Which lines in the records below contain the string "region" with the same capitalization? Show each of those lines in full.

→ Available data
● ● ●
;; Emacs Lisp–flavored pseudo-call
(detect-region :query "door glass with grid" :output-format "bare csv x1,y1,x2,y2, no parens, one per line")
● ● ●
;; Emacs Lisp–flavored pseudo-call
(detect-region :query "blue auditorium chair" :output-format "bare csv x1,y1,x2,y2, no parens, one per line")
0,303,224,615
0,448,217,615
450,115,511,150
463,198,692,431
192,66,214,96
● ● ●
→ Solved exercise
(detect-region :query "door glass with grid" :output-format "bare csv x1,y1,x2,y2, no parens, one per line")
(detect-region :query "blue auditorium chair" :output-format "bare csv x1,y1,x2,y2, no parens, one per line")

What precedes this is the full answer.